Text:
·····
De-duping attachments

Tue Sep 14 23:03:16 EDT 2010

On Wed, Sep 15, 2010 at 12:13:03PM +1000, Rob Mueller wrote:
> 
> > How difficult or easy would it be to modify Cyrus to strip all
> > attachments from emails and store them separately in files? In the
> > message file, replace the attachment with a special tag which will point
> > to the attachment file. Whenever the message is fetched for any reason,
> > the original MIME-encoded message will be re-constructed and delivered.

http://www.newegg.com/Product/Product.aspx?Item=N82E16822148413

2TB - US $109.

> Like anything, doable, but quite a lot of work.

Now de-duping messages on copy is valuable, not so much because of
the space it saves, but because of the IO it saves.  Copying the file
around is expensive.

De-duping componenets of messages and then reconstructing?  Not so much.
You'll be causing MORE IO in general looking for the message, finding the
parts.

The only real benefit I can see is something like replication or a
client that's downloading multiple of these large messages and wants
to save network bandwidth.

Except - there's no protocol to support this for client, so only
replication could gain.

> cyrus likes to mmap the whole file so it can just offset into it to extract 
> which ever part is requested. In IMAP, you can request any arbitrary byte 
> range from the raw RFC822 message using the body[]<start.length> construct, 
> so you have to be able to byte accurately reconstruct the original email if 
> you remove attachments.
> 
> Consider the problem of transfer encoding. Say you have a base64 encoded 
> attachment (which basically all are). When storing and deduping, you'd want 
> to base64 decode it to get the underlying binary data. But depending on the 
> line length of the base64 encoded data, the same file can be encoded in a 
> large number of different ways. When you reconstruct the base64 data, you 
> have to be byte accurate in your reconstruction so your offsets are correct, 
> and so any signing of the message (eg DKIM) isn't broken.
> 
> Once you've solved those problems, the rest is pretty straight forward :)

Yeah, they really aren't so hard to solve.  I didn't actually do the research,
but I have an idea what to do.  Find a big corpus of emails (i.e. FastMail's
one!) and figure out the 10-20 most common base64 widths and surrounding
layouts.  Choose one of those and store it by a single "it's this layout".
If none of them match exactly, store a binary diff from the closest one as
well, it probably won't be very huge.

But in general, I'd say you're optimising the wrong problem.  It's just not
worth it, the savings are minimal and the added complexity is high.  Disk
space is now cheap, and fast access via a cached copy of the email will
beat re-creating the original file from mime parts hands down.

Bron.
·····
Please rewrite the de-duping thread from "Except - there's" to "you remove attachments.", changing "replication" to "mirroring".
·····
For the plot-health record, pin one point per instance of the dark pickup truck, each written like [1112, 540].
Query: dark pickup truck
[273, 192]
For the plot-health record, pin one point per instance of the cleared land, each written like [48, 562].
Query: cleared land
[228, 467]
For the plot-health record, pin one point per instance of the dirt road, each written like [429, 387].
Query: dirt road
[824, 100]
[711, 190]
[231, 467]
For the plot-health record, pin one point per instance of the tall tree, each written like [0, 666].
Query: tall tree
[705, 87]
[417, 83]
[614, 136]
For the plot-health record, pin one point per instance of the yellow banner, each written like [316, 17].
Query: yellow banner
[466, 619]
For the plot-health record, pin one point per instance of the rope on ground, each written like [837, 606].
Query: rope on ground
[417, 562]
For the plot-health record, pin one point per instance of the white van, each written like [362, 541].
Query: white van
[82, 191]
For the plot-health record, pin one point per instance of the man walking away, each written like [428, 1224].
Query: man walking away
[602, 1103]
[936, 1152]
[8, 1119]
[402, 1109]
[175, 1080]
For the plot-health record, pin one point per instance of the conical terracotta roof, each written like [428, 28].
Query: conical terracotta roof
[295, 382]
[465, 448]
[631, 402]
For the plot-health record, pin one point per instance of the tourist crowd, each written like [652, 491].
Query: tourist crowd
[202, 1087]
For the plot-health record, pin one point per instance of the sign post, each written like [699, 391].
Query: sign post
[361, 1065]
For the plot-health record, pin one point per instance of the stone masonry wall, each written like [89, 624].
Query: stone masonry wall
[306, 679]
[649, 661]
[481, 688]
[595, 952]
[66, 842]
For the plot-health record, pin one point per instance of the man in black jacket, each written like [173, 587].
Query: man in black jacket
·····
Solution below:
Except - there's no protocol to support this for client, so only
mirroring could gain.

> cyrus likes to mmap the whole file so it can just offset into it to extract 
> which ever part is requested. In IMAP, you can request any arbitrary byte 
> range from the raw RFC822 message using the body[]<start.length> construct, 
> so you have to be able to byte accurately reconstruct the original email if 
> you remove attachments.